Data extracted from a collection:
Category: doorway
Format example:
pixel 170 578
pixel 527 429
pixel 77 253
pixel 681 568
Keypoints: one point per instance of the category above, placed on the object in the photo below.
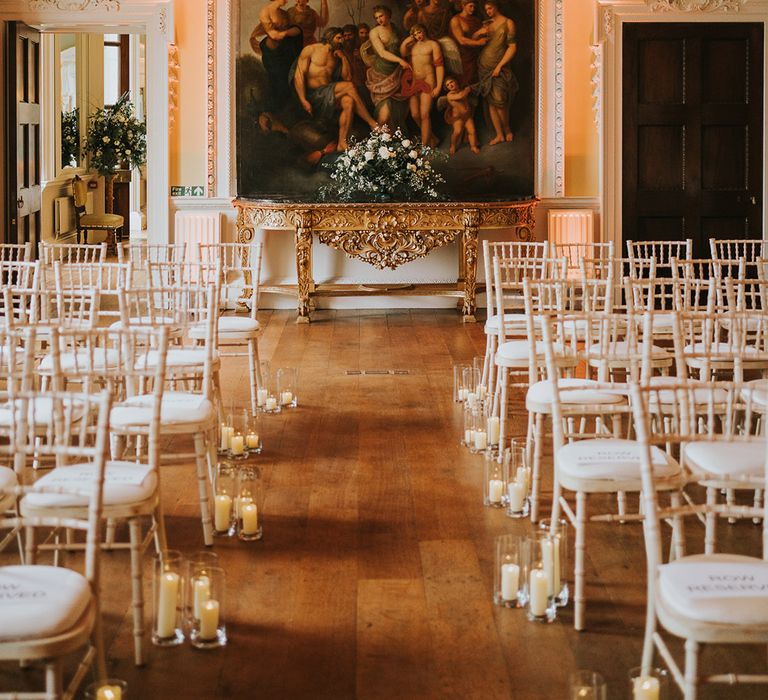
pixel 692 132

- **GOAL OF THE EXERCISE**: Please return the records as they stand, word for word, with no pictures.

- **OUTPUT FOR THIS TASK**:
Category: doorway
Format example:
pixel 170 578
pixel 527 429
pixel 77 253
pixel 681 568
Keypoints: one point per instance of the category above, placed on the object in the photo below.
pixel 692 132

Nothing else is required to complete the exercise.